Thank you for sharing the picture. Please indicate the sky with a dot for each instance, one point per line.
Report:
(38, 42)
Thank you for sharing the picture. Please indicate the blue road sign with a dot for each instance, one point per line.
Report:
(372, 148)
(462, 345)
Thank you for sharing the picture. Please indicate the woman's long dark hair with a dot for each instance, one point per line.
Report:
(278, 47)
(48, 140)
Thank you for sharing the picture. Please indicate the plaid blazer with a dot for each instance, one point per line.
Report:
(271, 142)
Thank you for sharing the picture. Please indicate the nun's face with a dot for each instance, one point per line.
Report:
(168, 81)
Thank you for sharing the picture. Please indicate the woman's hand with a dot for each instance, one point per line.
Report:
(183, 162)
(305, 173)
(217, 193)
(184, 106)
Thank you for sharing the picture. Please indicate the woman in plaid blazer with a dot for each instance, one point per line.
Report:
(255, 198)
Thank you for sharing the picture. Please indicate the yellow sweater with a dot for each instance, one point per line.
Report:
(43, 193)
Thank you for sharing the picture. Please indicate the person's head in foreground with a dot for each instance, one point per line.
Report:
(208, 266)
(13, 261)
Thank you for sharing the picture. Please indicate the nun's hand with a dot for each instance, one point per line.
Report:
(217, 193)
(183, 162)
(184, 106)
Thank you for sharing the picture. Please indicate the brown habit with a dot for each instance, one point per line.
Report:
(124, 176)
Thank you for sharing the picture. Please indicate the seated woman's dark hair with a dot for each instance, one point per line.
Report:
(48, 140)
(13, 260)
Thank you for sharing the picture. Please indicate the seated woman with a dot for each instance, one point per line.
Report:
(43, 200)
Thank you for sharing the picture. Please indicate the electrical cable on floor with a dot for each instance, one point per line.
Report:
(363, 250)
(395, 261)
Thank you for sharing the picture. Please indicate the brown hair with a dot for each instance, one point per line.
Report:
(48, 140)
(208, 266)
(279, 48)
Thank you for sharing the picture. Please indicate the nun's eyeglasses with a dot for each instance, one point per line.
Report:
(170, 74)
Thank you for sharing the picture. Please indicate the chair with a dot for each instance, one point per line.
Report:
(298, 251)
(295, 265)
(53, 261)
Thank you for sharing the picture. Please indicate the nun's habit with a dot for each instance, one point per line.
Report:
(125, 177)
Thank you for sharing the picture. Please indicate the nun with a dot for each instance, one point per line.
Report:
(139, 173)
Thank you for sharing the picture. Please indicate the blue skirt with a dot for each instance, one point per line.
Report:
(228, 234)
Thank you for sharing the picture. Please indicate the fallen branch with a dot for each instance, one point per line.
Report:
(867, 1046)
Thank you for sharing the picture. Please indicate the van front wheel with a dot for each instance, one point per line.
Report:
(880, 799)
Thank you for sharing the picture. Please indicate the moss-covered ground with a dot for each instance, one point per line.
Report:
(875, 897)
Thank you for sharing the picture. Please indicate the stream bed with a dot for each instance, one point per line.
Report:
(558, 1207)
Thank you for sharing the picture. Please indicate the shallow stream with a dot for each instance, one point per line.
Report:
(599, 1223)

__________________________________________________

• WORK REQUIRED: When you retype the data above, start at its first line, stop after the line containing "Thank you for sharing the picture. Please indicate the blue road", and leave out everything else.

• WRITTEN RESPONSE:
Thank you for sharing the picture. Please indicate the sky with a dot for each instance, one point per line.
Report:
(38, 42)
Thank you for sharing the picture. Please indicate the blue road sign with a dot for each instance, one point per line.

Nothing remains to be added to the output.